→ TASK REQUIREMENTS:
a: In the passage on snowflake formation, what shapes do crystals take between −3 °C (27 °F) and −8 °C (18 °F)?
b: Pick up the passage on snowflake formation after its final sentence and keep writing it.

→ READING PASSAGE:
'''

Once a droplet has frozen, it grows in the supersaturated environment—one where air is saturated with respect to ice when the temperature is below the freezing point. The droplet then grows by diffusion of water molecules in the air (vapor) onto the ice crystal surface where they are collected. Because water droplets are so much more numerous than the ice crystals due to their sheer abundance, the crystals are able to grow to hundreds of micrometers or millimeters in size at the expense of the water droplets by a process known as the Wegner-Bergeron-Findeison process. The corresponding depletion of water vapor causes the ice crystals to grow at the droplets' expense. These large crystals are an efficient source of precipitation, since they fall through the atmosphere due to their mass, and may collide and stick together in clusters, or aggregates. These aggregates are snowflakes, and are usually the type of ice particle that falls to the ground. Guinness World Records list the world's largest snowflakes as those of January 1887 at Fort Keogh, Montana; allegedly one measured 38 cm (15 in) wide. Although the ice is clear, scattering of light by the crystal facets and hollows/imperfections mean that the crystals often appear white in color due to diffuse reflection of the whole spectrum of light by the small ice particles.
The shape of the snowflake is determined broadly by the temperature and humidity at which it is formed. The most common snow particles are visibly irregular. Planar crystals (thin and flat) grow in air between 0 °C (32 °F) and −3 °C (27 °F). Between −3 °C (27 °F) and −8 °C (18 °F), the crystals will form needles or hollow columns or prisms (long thin pencil-like shapes). From −8 °C (18 °F) to −22 °C (−8 °F) the shape reverts to plate-like, often with branched or dendritic features. At temperatures below −22 °C (−8 °F), the crystal development becomes column-like, although many more complex growth patterns also form such as side-planes, bullet-rosettes and also planar types depending on the conditions and ice nuclei. If a crystal has started forming in a column growth regime, at around −5 °C (23 °F), and then falls into the warmer plate-like regime, then plate or dendritic crystals sprout at the end of the column, producing so called "capped columns".

'''

→ DATA BLOCK:
'''

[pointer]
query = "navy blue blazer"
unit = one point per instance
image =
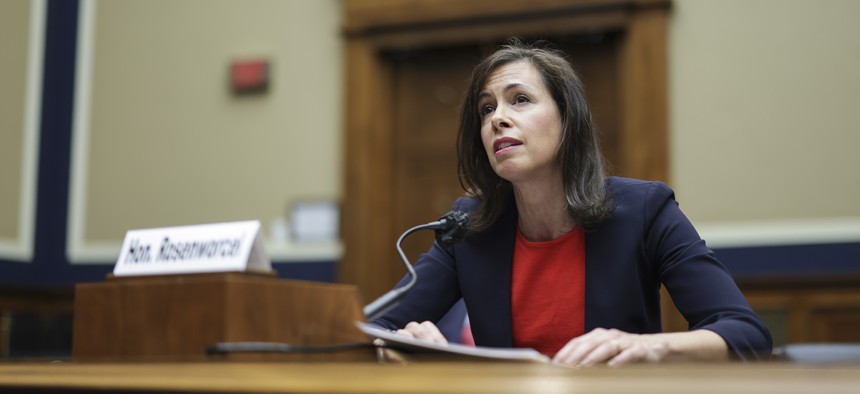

'''

→ TASK-BY-TASK RESULTS:
a: Needles or hollow columns or prisms, which are long, thin, pencil-like shapes.

b:
A snowflake consists of roughly 1019 water molecules, which are added to its core at different rates and in different patterns, depending on the changing temperature and humidity within the atmosphere that the snowflake falls through on its way to the ground. As a result, it is extremely difficult to encounter two identical snowflakes. Initial attempts to find identical snowflakes by photographing thousands their images under a microscope from 1885 onward by Wilson Alwyn Bentley found the wide variety of snowflakes we know about today. It is more likely that two snowflakes could become virtually identical if their environments were similar enough. Matching snow crystals were discovered in Wisconsin in 1988. The crystals were not flakes in the usual sense but rather hollow hexagonal prisms.
Types of snow can be designated by the shape of the flakes, the rate of accumulation, and the way the snow collects on the ground. Types that fall in the form of a ball due to melting and refreezing cycles, rather than a flake, are known as graupel, with ice pellets and snow pellets as types of graupel associated with wintry precipitation. Once on the ground, snow can be categorized as powdery when fluffy, granular when it begins the cycle of melting and refreezing, and eventually ice once it packs down into a dense drift after multiple melting and refreezing cycles. When powdery, snow drifts with the wind from the location where it originally fell, forming deposits with a depth of several meters in isolated locations. Snow fences are constructed in order to help control snow drifting in the vicinity of roads, to improve highway safety. After attaching to hillsides, blown snow can evolve into a snow slab, which is an avalanche hazard on steep slopes. A frozen equivalent of dew known as hoar frost forms on a snow pack when winds are light and there is ample low-level moisture over the snow pack.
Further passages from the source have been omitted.